Collection entries »
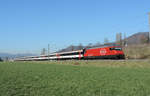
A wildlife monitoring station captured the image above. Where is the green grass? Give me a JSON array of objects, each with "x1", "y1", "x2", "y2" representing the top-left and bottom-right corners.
[{"x1": 0, "y1": 61, "x2": 150, "y2": 96}]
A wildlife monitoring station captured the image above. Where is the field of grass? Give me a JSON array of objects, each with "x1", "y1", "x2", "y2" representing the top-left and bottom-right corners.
[{"x1": 0, "y1": 61, "x2": 150, "y2": 96}]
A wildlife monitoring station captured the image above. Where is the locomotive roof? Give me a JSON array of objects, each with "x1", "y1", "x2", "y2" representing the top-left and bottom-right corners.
[{"x1": 85, "y1": 44, "x2": 121, "y2": 49}]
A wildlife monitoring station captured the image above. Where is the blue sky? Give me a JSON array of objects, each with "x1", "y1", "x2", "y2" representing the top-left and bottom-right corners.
[{"x1": 0, "y1": 0, "x2": 150, "y2": 53}]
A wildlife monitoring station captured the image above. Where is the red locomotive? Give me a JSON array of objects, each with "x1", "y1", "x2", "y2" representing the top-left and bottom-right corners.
[{"x1": 84, "y1": 46, "x2": 125, "y2": 59}]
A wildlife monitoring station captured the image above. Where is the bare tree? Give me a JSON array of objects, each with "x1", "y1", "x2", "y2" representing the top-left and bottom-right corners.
[
  {"x1": 104, "y1": 38, "x2": 109, "y2": 44},
  {"x1": 116, "y1": 33, "x2": 122, "y2": 46}
]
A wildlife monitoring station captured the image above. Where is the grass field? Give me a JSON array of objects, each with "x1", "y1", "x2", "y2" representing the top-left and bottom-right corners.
[{"x1": 0, "y1": 61, "x2": 150, "y2": 96}]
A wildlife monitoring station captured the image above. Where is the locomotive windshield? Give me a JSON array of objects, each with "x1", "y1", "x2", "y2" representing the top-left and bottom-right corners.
[{"x1": 110, "y1": 47, "x2": 122, "y2": 51}]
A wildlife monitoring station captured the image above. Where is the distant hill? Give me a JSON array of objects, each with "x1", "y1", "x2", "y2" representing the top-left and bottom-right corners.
[
  {"x1": 126, "y1": 32, "x2": 149, "y2": 45},
  {"x1": 0, "y1": 53, "x2": 36, "y2": 59}
]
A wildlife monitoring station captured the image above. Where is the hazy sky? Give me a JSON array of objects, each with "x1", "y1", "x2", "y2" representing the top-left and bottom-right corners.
[{"x1": 0, "y1": 0, "x2": 150, "y2": 53}]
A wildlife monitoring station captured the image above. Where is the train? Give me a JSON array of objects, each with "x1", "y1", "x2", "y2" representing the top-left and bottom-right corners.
[{"x1": 15, "y1": 45, "x2": 125, "y2": 61}]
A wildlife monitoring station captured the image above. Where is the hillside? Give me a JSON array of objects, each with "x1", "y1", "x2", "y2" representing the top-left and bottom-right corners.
[{"x1": 58, "y1": 32, "x2": 148, "y2": 52}]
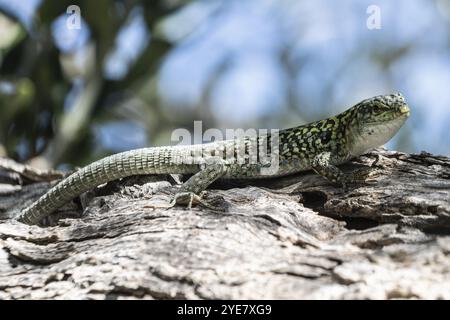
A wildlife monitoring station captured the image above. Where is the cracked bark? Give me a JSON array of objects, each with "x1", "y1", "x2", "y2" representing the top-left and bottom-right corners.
[{"x1": 0, "y1": 149, "x2": 450, "y2": 299}]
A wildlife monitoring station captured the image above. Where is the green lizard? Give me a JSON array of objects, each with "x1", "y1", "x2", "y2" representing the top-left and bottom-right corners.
[{"x1": 19, "y1": 93, "x2": 410, "y2": 224}]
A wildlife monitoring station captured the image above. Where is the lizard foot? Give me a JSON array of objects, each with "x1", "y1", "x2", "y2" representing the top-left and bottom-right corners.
[
  {"x1": 145, "y1": 191, "x2": 223, "y2": 211},
  {"x1": 342, "y1": 168, "x2": 381, "y2": 189}
]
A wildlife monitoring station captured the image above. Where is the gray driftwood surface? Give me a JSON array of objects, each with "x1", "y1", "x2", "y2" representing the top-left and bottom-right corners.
[{"x1": 0, "y1": 149, "x2": 450, "y2": 299}]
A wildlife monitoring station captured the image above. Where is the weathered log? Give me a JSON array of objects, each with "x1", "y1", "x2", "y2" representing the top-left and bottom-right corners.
[{"x1": 0, "y1": 149, "x2": 450, "y2": 299}]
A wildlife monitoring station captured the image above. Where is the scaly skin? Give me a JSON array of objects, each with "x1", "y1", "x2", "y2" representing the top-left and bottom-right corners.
[{"x1": 19, "y1": 93, "x2": 409, "y2": 224}]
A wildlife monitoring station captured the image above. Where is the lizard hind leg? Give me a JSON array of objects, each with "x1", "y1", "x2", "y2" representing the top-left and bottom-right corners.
[{"x1": 145, "y1": 160, "x2": 227, "y2": 211}]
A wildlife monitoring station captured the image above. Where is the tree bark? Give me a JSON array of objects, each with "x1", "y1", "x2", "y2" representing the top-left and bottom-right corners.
[{"x1": 0, "y1": 149, "x2": 450, "y2": 299}]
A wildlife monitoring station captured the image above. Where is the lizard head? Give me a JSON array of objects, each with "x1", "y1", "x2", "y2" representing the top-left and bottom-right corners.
[{"x1": 348, "y1": 93, "x2": 410, "y2": 156}]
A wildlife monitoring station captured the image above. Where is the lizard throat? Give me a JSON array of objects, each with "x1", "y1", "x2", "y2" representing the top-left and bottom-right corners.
[{"x1": 349, "y1": 116, "x2": 407, "y2": 157}]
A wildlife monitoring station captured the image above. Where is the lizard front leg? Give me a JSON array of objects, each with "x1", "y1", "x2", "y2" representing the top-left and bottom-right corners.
[
  {"x1": 311, "y1": 152, "x2": 371, "y2": 188},
  {"x1": 311, "y1": 152, "x2": 347, "y2": 187},
  {"x1": 145, "y1": 160, "x2": 227, "y2": 210}
]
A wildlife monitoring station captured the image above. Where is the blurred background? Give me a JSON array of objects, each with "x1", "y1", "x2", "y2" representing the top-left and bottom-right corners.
[{"x1": 0, "y1": 0, "x2": 450, "y2": 168}]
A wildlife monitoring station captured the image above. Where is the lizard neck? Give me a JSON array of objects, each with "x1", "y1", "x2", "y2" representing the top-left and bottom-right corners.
[{"x1": 347, "y1": 117, "x2": 406, "y2": 157}]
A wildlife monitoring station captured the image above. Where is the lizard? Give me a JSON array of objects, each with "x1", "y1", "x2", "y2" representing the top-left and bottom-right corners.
[{"x1": 18, "y1": 93, "x2": 410, "y2": 224}]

Problem to solve » Restate the final lines of the listing above word for word, beginning at the line that contains "the lizard throat?".

Result below »
A wildlife monitoring station captured the image above. Where is the lizard throat? Give me a JSON array of objects, each with "x1", "y1", "x2", "y2" representing the top-left and bottom-right corners.
[{"x1": 349, "y1": 116, "x2": 407, "y2": 157}]
A wildlife monitoring station captured the image above. Where is the lizard front leg? Give me a JSON array of objects, each with "x1", "y1", "x2", "y2" representing the top-left and bottom-right corners.
[
  {"x1": 311, "y1": 152, "x2": 371, "y2": 188},
  {"x1": 311, "y1": 152, "x2": 347, "y2": 187},
  {"x1": 145, "y1": 160, "x2": 227, "y2": 210}
]
A wildlife monitoring station captured the image above. Where is the blurred background? Give me a JSON array of objects, each with "x1", "y1", "x2", "y2" representing the top-left and bottom-right corners.
[{"x1": 0, "y1": 0, "x2": 450, "y2": 168}]
A wildlife monitoring station captured the image above. Where is the lizard neck? Give me a JSON array of objects, each with "x1", "y1", "x2", "y2" representing the top-left and bottom-right corners.
[{"x1": 347, "y1": 117, "x2": 406, "y2": 157}]
A wildlife monitoring station captured the image above. Where is the lizard? Give me a JSON array of objects, each with "x1", "y1", "x2", "y2" representing the top-left and bottom-right corners.
[{"x1": 18, "y1": 93, "x2": 410, "y2": 224}]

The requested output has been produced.